┌─ Page extract

CARB-X, the international partnership between governmental and charitable groups in the United States and the United Kingdom, has announced new funding for the development of new antibiotics to fight drug-resistant bacteria.
For decades, there has been a lack of new antibiotics in development to combat the growing public health threat of antibiotic resistance; but now, one initiative to invest in research on new antibiotics has announced its funding into a series of potentially life-saving products.
In 2017, a report from the Pew Charitable Trusts noted that there are not enough new antibiotics in development to counter the growing threat of drug-resistant bacteria. The World Health Organization (WHO) released their analysis of the problem in September of 2017 in a report, saying that with the lack of antibacterial agents under development, the world is running out of antibiotics. WHO has identified 12 priority pathogens, families of bacteria posing the biggest threat globally to public health; these include increasingly antibiotic-resistant strains of Acinetobacter, Pseudomonas and various Enterobacteriaceae (including Klebsiella, Escherichia coli, Serratia, and Proteus), responsible for deadly cases of pneumonia and bloodstream infections. The majority of new drugs being developed today are modified from existing classes of antibiotics, according to the WHO, and don’t offer long-term relief from drug resistance.
In recent news, however, the Combating Antibiotic-Resistant Bacteria Biopharmaceutical Accelerator (CARB-X) project has announced the funding of new antibiotic research, including the development of a new class of antibiotics to treat a broad spectrum of life-threatening Gram-negative and drug-resistant bacteria. CARB-X was founded in 2016 as a partnership between Wellcome Trust, the United States’ Department of Health and Human Services Biomedical Advanced Research and Development Authority (BARDA) — part of the Office of the Assistant Secretary for Preparedness and Response (ASPR), and the National Institutes of Health’s (NIH) National Institute of Allergy and Infectious Diseases (NIAID). The goal of the joint initiative is to boost early antibiotic research; it is the world’s largest public-private partnership focused on this goal.
On February 15, 2018, CARB-X announced that it is awarding $2.2 million in funding to Curza, a Salt Lake City-based small-molecule therapeutics company. The investment will go toward Curza’s Gram-negative antibiotic program and if the project achieves certain milestones, CARB-X may award the company an additional $1.8 million.
"The support announced today aims to speed development of a potential novel class of antibiotics to treat patients with life-threatening Gram-negative infections to enhance national security and global health security,” said BARDA director Rick Bright, PhD, in a recent press release. “At BARDA, we are committed to innovation and revitalizing the antibacterial pipeline through a combination of incentives. Today, we add another product to the Powered by CARB-X portfolio, furthering our commitment to accelerate medical countermeasure innovation through novel public-private partnerships."

└─
┌─ Records

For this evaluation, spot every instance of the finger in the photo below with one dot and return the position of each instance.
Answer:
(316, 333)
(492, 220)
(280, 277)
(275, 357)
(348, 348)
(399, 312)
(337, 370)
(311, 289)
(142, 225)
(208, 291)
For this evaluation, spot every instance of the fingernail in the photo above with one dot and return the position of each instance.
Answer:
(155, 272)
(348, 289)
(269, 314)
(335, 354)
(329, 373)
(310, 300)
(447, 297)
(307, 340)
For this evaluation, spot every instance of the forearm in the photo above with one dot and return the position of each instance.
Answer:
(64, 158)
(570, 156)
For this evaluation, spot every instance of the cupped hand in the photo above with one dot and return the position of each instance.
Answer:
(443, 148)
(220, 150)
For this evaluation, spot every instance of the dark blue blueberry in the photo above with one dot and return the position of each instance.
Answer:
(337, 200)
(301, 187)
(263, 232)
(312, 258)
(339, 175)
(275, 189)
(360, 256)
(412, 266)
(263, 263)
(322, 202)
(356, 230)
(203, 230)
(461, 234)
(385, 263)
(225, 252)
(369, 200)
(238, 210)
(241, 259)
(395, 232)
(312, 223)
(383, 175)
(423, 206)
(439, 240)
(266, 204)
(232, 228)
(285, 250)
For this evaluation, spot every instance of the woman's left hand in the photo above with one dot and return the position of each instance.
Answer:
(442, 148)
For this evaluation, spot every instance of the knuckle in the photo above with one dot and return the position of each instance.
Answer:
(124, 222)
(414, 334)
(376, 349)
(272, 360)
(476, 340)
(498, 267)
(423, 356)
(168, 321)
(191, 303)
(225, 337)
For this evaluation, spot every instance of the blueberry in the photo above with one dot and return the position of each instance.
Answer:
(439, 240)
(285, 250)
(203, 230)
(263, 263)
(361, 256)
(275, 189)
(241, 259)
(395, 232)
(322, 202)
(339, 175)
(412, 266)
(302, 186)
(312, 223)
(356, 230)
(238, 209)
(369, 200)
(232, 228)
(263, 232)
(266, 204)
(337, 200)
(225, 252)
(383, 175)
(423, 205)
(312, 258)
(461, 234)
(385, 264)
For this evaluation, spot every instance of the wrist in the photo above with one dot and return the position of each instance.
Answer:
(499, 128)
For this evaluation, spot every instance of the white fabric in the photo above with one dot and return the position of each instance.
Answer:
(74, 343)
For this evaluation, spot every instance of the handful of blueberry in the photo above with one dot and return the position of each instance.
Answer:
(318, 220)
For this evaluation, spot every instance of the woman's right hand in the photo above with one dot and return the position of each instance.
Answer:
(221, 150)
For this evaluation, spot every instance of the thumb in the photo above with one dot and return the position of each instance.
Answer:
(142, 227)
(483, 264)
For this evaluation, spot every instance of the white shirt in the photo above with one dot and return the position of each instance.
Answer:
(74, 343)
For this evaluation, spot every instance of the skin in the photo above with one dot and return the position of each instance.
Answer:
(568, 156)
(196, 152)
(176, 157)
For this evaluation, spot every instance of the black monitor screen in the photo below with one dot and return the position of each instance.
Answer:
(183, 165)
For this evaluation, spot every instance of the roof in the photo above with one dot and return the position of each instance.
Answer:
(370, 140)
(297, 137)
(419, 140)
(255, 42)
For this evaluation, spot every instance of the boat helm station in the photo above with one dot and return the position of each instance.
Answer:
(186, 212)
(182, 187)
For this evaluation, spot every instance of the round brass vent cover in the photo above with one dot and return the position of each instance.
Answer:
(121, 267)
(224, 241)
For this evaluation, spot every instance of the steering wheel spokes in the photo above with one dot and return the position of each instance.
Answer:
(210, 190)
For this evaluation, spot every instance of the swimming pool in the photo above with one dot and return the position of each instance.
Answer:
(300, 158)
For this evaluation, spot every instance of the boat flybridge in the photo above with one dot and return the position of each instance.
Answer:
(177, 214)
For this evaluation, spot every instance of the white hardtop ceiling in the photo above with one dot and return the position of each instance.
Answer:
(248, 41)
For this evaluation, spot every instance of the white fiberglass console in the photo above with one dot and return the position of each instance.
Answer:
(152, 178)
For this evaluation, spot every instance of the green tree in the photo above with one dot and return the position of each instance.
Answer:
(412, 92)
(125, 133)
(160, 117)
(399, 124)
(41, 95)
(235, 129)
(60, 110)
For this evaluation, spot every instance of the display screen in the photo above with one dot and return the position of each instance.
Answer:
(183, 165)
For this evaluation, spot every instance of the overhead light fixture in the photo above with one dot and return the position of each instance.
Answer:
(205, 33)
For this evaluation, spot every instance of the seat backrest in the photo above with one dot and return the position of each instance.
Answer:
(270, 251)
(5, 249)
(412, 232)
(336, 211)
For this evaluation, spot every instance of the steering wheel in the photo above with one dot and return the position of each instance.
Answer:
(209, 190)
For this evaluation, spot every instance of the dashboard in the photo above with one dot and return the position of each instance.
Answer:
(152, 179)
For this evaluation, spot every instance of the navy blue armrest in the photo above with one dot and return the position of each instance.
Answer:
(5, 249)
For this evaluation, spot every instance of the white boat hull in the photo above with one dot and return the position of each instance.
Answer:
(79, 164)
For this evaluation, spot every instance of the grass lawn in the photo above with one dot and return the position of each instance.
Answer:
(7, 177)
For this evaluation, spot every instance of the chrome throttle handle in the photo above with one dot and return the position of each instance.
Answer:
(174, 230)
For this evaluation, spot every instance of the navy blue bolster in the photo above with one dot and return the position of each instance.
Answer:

└─

Actions to take >>
(1) In the article on antibiotic funding, rewrite the paragraph that begins "On February 15, 2018, CARB-X announced" as a short bulleted list that keeps its main facts.
(2) Using the article on antibiotic funding, decide whether each statement agrees with it. Answer yes or no for each, quoting the words that settle it: (a) CARB-X was founded in 2016. (b) WHO has identified 10 priority pathogens. (c) Curza is based in Salt Lake City.

Solutions in order >>
(1)
- Date: February 15, 2018
- CARB-X awarded $2.2 million to Curza, a small-molecule therapeutics company based in Salt Lake City.
- The money goes to Curza's Gram-negative antibiotic program.
- If the project reaches certain milestones, CARB-X may award another $1.8 million.

(2)
(a) Yes: "CARB-X was founded in 2016"
(b) No: "WHO has identified 12 priority pathogens"
(c) Yes: "a Salt Lake City-based small-molecule therapeutics company"